TO DO: Extract from the entries below, exactly as given, only the lines from the line containing "Every instance of the building" to the line containing "Every instance of the overcast", both lines included.

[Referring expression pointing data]
------------------------------------------------------------
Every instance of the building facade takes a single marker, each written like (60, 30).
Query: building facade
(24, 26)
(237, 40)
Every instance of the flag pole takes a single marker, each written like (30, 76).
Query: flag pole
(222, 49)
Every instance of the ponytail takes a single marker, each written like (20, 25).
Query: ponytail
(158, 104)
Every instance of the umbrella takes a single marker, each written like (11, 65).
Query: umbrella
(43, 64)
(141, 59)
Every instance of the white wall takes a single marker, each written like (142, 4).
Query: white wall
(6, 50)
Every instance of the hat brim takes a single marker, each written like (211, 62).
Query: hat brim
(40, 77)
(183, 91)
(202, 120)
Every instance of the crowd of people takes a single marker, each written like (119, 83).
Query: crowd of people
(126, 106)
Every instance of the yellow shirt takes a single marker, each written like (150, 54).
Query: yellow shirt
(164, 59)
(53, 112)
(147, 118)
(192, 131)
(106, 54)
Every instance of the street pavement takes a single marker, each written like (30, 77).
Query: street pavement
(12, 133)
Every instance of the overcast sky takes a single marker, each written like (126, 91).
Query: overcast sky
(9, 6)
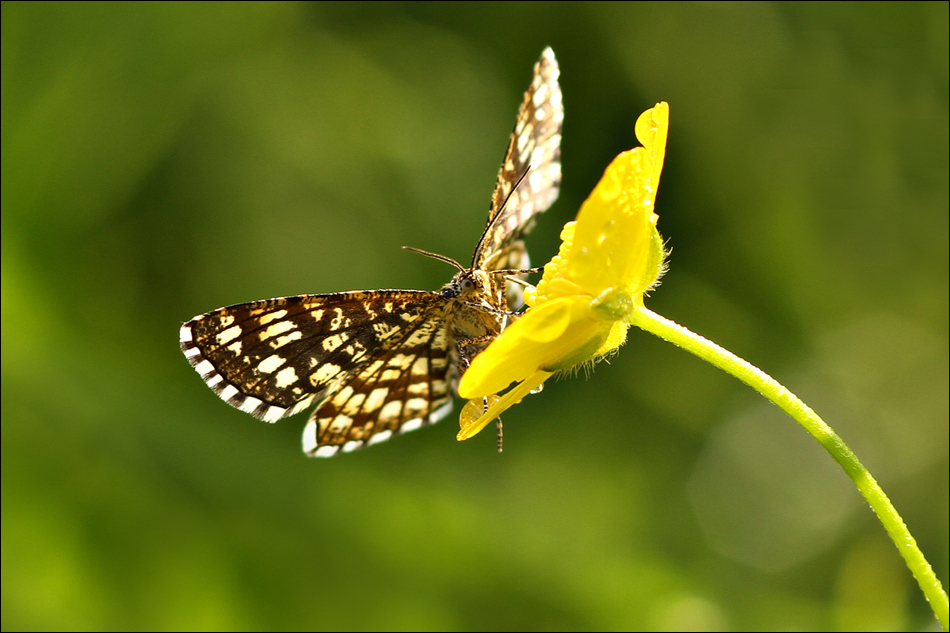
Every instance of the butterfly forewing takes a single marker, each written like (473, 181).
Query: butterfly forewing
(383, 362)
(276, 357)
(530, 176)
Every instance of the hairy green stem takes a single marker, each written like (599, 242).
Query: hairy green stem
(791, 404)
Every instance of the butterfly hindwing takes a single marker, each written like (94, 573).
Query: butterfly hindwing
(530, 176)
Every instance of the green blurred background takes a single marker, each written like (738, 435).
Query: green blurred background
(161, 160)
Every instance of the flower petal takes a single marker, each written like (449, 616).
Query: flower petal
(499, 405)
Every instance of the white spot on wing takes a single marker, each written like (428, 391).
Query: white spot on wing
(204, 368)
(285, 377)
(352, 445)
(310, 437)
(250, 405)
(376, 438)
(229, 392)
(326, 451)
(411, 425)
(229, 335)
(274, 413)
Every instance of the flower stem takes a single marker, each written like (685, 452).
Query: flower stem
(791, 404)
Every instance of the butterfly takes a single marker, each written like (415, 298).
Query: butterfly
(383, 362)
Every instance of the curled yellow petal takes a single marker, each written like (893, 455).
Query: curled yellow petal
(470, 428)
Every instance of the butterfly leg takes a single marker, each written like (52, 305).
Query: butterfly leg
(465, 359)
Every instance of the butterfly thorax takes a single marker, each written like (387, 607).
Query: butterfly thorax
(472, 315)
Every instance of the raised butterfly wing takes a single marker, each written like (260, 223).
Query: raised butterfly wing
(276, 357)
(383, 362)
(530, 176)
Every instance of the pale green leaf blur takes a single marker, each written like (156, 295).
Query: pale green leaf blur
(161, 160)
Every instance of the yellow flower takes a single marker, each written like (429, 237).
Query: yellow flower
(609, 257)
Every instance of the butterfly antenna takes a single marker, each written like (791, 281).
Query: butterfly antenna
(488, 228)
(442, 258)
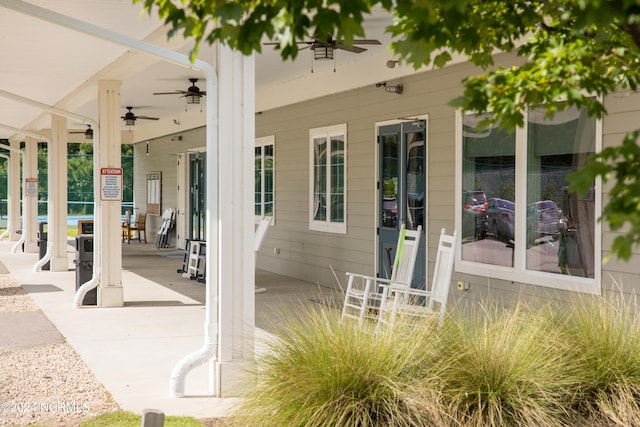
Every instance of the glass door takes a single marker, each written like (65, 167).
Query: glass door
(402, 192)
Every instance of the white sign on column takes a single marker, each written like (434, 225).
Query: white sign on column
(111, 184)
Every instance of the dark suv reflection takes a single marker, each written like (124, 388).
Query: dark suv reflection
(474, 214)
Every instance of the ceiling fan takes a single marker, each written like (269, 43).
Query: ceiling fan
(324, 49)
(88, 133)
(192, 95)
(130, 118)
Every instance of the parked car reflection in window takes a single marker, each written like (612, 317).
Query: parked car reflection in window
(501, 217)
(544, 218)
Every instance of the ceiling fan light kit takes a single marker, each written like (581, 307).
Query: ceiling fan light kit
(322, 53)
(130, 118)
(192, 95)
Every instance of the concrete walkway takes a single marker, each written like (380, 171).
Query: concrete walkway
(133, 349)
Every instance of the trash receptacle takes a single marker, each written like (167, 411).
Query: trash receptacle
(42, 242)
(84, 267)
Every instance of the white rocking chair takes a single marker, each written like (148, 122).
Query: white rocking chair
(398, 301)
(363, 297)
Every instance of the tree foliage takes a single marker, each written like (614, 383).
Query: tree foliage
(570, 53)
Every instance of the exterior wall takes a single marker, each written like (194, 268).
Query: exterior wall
------------------------------------------------------------
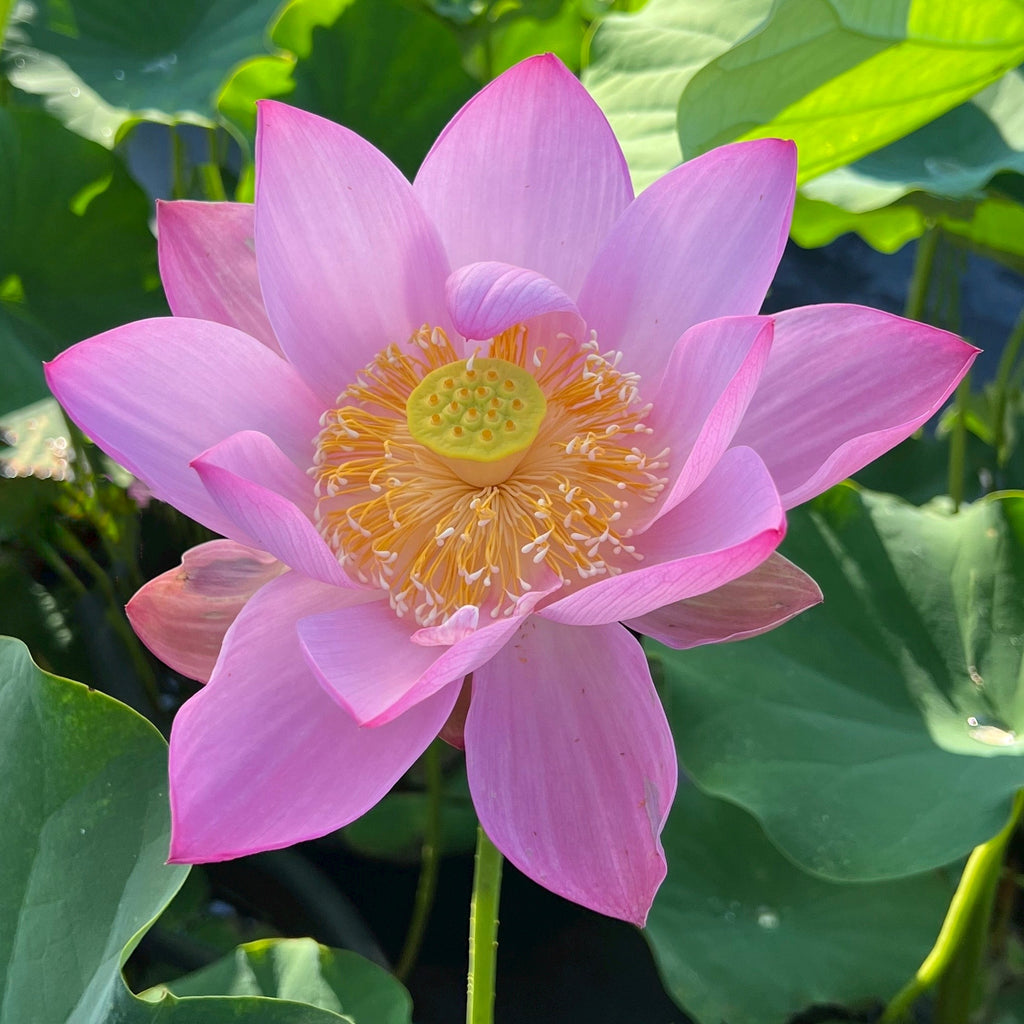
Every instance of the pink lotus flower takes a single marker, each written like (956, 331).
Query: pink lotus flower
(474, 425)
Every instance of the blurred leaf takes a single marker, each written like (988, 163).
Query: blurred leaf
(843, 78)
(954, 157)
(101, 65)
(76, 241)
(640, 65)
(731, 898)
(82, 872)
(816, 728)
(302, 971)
------------------------------------------------------------
EXERCISE RESULT:
Every instance of the building facade takes a single marker, each written like (60, 30).
Query: building facade
(24, 26)
(237, 40)
Every instance of the flag pole takes a single marker, each written like (30, 76).
Query: flag pole
(222, 49)
Every instance of the ponytail takes a single marker, each written like (20, 25).
Query: ponytail
(158, 104)
Every instance of the umbrella takes a single marker, each written like (11, 65).
Query: umbrella
(43, 64)
(141, 59)
Every instance of the white wall takes a single marker, each written like (142, 4).
Query: white wall
(6, 50)
Every instance of the hat brim takes a single marker, each written like (211, 62).
Query: hat brim
(40, 77)
(183, 91)
(202, 120)
Every instance of the crowd of people takes a single marker, each written like (119, 83).
Query: crowd of people
(126, 106)
Every instance of the yellow shirt takes a single marker, each written like (150, 54).
Query: yellow shirt
(164, 59)
(53, 112)
(147, 118)
(192, 131)
(106, 54)
Every instance of the street pavement takes a single marker, each written like (30, 77).
Query: street pavement
(12, 133)
Every instance of the overcast sky takes a single marker, each written like (126, 91).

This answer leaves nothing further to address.